◆ **What to do**:
[1] Answer these from the Benjamin de Veer passage:
(a) Roughly how many of Danzig's residents died in the plague's first year?
(b) How old was Barbke Momber when she married Benjamin?
(c) On what date did Benjamin's wife Liescke die?
[2] Decide whether each statement agrees with the Benjamin de Veer passage, and back each yes or no with the passage's own words:
(a) Benjamin had brothers or sisters.
(b) In 1734, forty thousand Russian troops besieged Danzig.
(c) Benjamin died in the suburbs of Danzig.
[3] Duplicate word for word the part of the Benjamin de Veer passage that begins at the words "Dutch anthropologist Arlette" and stops after "inevitably, in death.".

══ Excerpted passage

Dutch anthropologist Arlette Kouwenhoven researched the de Veer/Fehr family line extensively for her remarkable book, The Fehrs: Four Centuries of Mennonite Migration.
Kouwenhoven drew on original archival sources to reveal:
Benjamin de Veer was the grandson of Gijsbert III and Catharina von Roy, and the only child of Cornelius de Veer. His mother’s name is unknown. Both of his parents died while he was still young—likely during the devastating plague of 1708.
The impact of the plague was immense. In its first year alone, roughly 23,000 of Danzig’s 70,000 residents died. Among Mennonites in the region, an estimated 40% of the population perished.
A contemporary account described the disease in stark terms: it “rots the blood very suddenly,” producing boils in the throat, armpits, breasts, and groin, along with carbuncles and dark purple spots—ending, almost inevitably, in death.
In 1716, just two years after the plague had fully subsided, Benjamin—then about 20 years old—married Barbke Momber, who was 53 (as recorded in the church register below—see the dark red arrow)
- Barbke died in 1726, ten years after they married.
Four years later, on November 12, 1730, Benjamin, then 34 years old, married 20-year-old Liescke Wiens (as recorded in the church register, shown below—see the dark red arrow).
- In 1733, Benjamin and Liescke had their first child, a son named Benjamin. That same year, the death of Polish King Augustus II led to war with the Russians. In 1734, forty thousand Russian troops besieged Danzig, discharging 4,430 bombs, destroying 1,800 houses and killing at least 1,500 residents.
In 1735, Benjamin and Liescke had a baby girl named Liescke.
Benjamin’s wife died on September 17, 1741 at the age of 32.
Benjamin died on May 15, 1743 in the suburbs of Danzig at the age of 47.
The younger Benjamin and Liescke were orphans at the age of 10 and 8 respectively.

════
══ Data supplied

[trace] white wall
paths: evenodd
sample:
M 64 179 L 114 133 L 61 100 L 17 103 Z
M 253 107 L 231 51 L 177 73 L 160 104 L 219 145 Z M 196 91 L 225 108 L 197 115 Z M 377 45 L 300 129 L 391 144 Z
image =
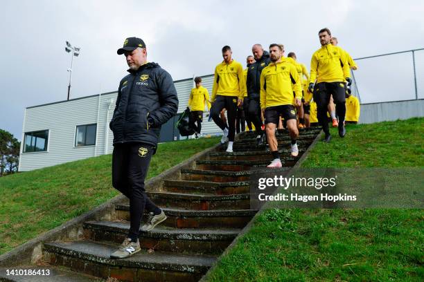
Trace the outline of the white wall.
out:
M 203 78 L 203 86 L 211 95 L 213 79 L 213 75 Z M 176 82 L 175 87 L 179 101 L 177 113 L 180 113 L 187 107 L 188 97 L 193 87 L 193 80 L 190 79 Z M 112 118 L 116 96 L 117 92 L 113 92 L 27 108 L 24 114 L 19 171 L 30 171 L 112 153 L 114 136 L 109 129 L 109 122 Z M 108 115 L 111 100 L 112 105 Z M 220 132 L 221 130 L 213 121 L 207 121 L 206 113 L 205 111 L 202 133 L 207 134 Z M 96 145 L 74 147 L 76 126 L 90 124 L 97 124 Z M 49 131 L 47 151 L 22 153 L 24 146 L 24 133 L 41 130 Z

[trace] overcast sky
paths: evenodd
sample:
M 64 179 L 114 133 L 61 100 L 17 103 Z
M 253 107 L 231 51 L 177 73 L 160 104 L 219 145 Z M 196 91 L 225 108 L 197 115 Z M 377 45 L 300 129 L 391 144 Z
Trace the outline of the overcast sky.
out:
M 127 68 L 116 49 L 127 37 L 142 38 L 148 60 L 158 62 L 175 80 L 212 73 L 222 61 L 224 45 L 231 46 L 233 58 L 245 65 L 252 44 L 266 48 L 282 43 L 286 53 L 296 52 L 309 68 L 311 55 L 319 48 L 317 32 L 324 27 L 354 58 L 423 48 L 422 3 L 4 1 L 0 10 L 0 129 L 20 140 L 26 107 L 66 100 L 71 63 L 64 50 L 67 40 L 81 48 L 73 61 L 71 98 L 76 98 L 116 90 Z M 417 55 L 422 62 L 421 53 Z M 405 57 L 394 57 L 391 70 L 398 71 L 401 61 L 409 68 L 411 62 Z M 358 64 L 357 76 L 372 81 L 373 73 L 366 68 L 361 73 Z M 424 74 L 422 64 L 417 69 Z M 410 73 L 405 75 L 410 79 Z M 409 82 L 390 78 L 376 84 L 407 84 L 410 92 Z M 366 92 L 359 82 L 358 88 Z

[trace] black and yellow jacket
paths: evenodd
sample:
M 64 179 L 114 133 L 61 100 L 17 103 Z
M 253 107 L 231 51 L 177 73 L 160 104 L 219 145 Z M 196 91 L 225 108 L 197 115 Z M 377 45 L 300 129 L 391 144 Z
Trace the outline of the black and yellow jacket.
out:
M 245 92 L 246 83 L 241 64 L 235 60 L 229 64 L 222 61 L 216 66 L 211 102 L 215 102 L 217 95 L 237 96 L 239 99 L 243 99 Z
M 302 90 L 296 67 L 287 58 L 270 63 L 260 74 L 260 109 L 270 106 L 292 105 L 293 91 L 299 100 Z
M 327 44 L 312 55 L 310 83 L 344 82 L 351 77 L 346 52 L 340 47 Z
M 246 88 L 247 97 L 249 99 L 259 99 L 260 95 L 260 73 L 270 62 L 270 53 L 267 51 L 263 51 L 260 59 L 249 66 Z
M 203 86 L 193 88 L 191 89 L 190 97 L 188 97 L 188 106 L 190 110 L 204 111 L 204 104 L 208 106 L 208 110 L 211 109 L 211 102 L 209 102 L 209 93 L 208 89 Z

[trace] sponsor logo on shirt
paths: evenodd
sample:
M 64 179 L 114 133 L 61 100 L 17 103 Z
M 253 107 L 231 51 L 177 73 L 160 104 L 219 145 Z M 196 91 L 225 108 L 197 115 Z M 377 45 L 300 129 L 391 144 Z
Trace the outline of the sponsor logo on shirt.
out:
M 139 156 L 141 158 L 145 158 L 147 155 L 148 152 L 148 150 L 147 148 L 145 147 L 140 147 L 139 149 Z

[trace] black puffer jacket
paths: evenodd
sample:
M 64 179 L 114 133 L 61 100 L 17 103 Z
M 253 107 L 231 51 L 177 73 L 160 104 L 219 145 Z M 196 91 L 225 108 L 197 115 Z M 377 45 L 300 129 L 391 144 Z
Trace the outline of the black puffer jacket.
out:
M 161 126 L 177 113 L 178 97 L 170 75 L 147 63 L 121 80 L 109 127 L 114 145 L 144 142 L 156 146 Z
M 259 99 L 260 93 L 260 73 L 262 70 L 270 64 L 270 53 L 263 51 L 260 59 L 249 66 L 246 87 L 247 88 L 247 97 L 249 99 Z

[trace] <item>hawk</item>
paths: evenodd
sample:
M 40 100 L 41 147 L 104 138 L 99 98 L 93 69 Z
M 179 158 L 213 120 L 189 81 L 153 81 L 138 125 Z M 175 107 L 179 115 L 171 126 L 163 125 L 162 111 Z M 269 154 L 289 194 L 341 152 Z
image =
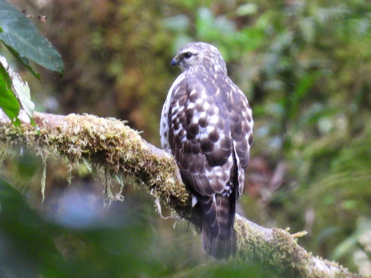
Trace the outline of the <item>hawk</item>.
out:
M 252 112 L 215 46 L 188 43 L 171 64 L 182 72 L 162 108 L 161 145 L 173 155 L 192 205 L 201 206 L 203 249 L 226 259 L 235 252 L 233 224 L 253 142 Z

════

◆ **Solution set**:
[1]
(a) Roughly 23,000 of Danzig's 70,000 residents.
(b) 53.
(c) September 17, 1741.

[2]
(a) No: "the only child of Cornelius de Veer"
(b) Yes: "In 1734, forty thousand Russian troops besieged Danzig"
(c) Yes: "Benjamin died on May 15, 1743 in the suburbs of Danzig"

[3]
Dutch anthropologist Arlette Kouwenhoven researched the de Veer/Fehr family line extensively for her remarkable book, The Fehrs: Four Centuries of Mennonite Migration.
Kouwenhoven drew on original archival sources to reveal:
Benjamin de Veer was the grandson of Gijsbert III and Catharina von Roy, and the only child of Cornelius de Veer. His mother’s name is unknown. Both of his parents died while he was still young—likely during the devastating plague of 1708.
The impact of the plague was immense. In its first year alone, roughly 23,000 of Danzig’s 70,000 residents died. Among Mennonites in the region, an estimated 40% of the population perished.
A contemporary account described the disease in stark terms: it “rots the blood very suddenly,” producing boils in the throat, armpits, breasts, and groin, along with carbuncles and dark purple spots—ending, almost inevitably, in death.